• Work required
From the line containing "Definition first: for each instance of the short" down to the last line of the records below, restate each line word for word and leave out the rest.

• Information
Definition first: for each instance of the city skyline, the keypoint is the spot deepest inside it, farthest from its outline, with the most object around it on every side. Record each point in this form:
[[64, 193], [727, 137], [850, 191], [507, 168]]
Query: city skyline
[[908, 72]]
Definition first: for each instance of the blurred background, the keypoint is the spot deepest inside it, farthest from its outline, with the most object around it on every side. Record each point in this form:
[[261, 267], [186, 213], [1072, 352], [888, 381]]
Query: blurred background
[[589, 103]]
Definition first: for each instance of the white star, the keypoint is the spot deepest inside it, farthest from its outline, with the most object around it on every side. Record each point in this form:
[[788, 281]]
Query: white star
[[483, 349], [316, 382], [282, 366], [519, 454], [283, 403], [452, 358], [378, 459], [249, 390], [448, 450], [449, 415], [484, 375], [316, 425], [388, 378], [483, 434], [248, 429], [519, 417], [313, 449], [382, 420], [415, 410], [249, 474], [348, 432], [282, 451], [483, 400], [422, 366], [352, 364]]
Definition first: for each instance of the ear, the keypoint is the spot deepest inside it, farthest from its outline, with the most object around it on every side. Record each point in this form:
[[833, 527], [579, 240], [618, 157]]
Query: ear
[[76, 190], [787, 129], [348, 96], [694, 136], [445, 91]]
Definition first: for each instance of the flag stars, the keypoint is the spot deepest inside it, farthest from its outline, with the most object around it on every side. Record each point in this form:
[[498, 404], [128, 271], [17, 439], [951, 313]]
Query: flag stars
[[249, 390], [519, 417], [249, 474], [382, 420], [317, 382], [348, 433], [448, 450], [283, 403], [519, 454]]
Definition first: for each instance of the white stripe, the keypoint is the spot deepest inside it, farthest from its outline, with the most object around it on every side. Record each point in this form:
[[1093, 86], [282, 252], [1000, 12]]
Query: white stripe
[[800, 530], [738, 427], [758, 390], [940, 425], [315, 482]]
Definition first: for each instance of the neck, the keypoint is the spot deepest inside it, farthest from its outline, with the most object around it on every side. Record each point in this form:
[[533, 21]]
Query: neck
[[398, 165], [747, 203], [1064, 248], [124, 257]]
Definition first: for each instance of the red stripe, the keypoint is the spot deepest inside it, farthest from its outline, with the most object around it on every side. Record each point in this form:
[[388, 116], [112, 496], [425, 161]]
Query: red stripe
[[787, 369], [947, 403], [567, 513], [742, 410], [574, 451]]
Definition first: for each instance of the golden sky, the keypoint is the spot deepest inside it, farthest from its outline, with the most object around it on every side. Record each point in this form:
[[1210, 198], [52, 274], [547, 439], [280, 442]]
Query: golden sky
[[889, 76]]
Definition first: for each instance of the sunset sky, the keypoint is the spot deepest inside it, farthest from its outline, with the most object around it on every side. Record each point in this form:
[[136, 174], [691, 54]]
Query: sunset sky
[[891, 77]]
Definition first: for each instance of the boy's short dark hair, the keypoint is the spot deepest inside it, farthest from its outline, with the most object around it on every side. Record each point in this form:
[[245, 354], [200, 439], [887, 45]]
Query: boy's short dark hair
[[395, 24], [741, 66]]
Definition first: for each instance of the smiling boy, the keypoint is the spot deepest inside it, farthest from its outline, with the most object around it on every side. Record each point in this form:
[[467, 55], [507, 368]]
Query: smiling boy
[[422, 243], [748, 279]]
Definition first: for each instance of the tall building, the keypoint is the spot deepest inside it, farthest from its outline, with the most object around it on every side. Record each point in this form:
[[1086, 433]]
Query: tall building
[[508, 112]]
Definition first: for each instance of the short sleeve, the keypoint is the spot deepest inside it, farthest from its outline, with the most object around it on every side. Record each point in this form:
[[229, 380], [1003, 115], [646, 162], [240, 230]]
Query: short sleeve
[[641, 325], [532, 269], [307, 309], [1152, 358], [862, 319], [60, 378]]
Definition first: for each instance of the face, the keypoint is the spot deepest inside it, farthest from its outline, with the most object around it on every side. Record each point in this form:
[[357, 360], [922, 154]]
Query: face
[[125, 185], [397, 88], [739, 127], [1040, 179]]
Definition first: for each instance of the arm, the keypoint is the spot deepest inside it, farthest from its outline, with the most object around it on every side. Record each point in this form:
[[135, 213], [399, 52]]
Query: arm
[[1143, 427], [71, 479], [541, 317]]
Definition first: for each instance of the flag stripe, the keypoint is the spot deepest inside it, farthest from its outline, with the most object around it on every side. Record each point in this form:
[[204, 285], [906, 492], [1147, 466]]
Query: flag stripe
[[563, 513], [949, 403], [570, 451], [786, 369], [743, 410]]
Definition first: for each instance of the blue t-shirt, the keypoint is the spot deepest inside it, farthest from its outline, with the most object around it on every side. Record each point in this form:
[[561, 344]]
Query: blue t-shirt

• The completed task
Definition first: for each instance of the short sleeve, the keypoint is the spot deepest inside it, farthest from its outline, with the most object around it on every side. Record each point in this form:
[[229, 380], [1003, 115], [646, 162], [240, 230]]
Query: short sleeve
[[641, 325], [532, 269], [307, 309], [1152, 358], [862, 319], [60, 378]]
Definition first: for each instance of the face, the keypoint is the spot deepest inside it, farthest from its outline, with the most object around it on every side. Record each point in this form:
[[357, 360], [922, 154]]
Query: face
[[125, 185], [397, 88], [739, 127], [1040, 179]]
Definition first: for each instance of the arm, the keypoint is the spot deepest inside it, farthest from its outline, with the most object around it on every side. Record each point in this form:
[[135, 213], [399, 52]]
Query: arm
[[1143, 427], [71, 479], [541, 317]]
Definition first: for each instance of the flag stripe, the keypoint is the spot deepest inside it, farthest from its outline, with the most object around it on every side. Record each point in this form:
[[204, 285], [906, 492], [1147, 466]]
Query: flag stripe
[[563, 513], [949, 403], [570, 451], [786, 369], [743, 410]]
Definition first: for each instance of the blue t-shirt, the keypoint is the spot deepest inside it, farthest from its outline, with the most object around it on every side. Record each point in this form:
[[561, 344]]
Query: blue t-shirt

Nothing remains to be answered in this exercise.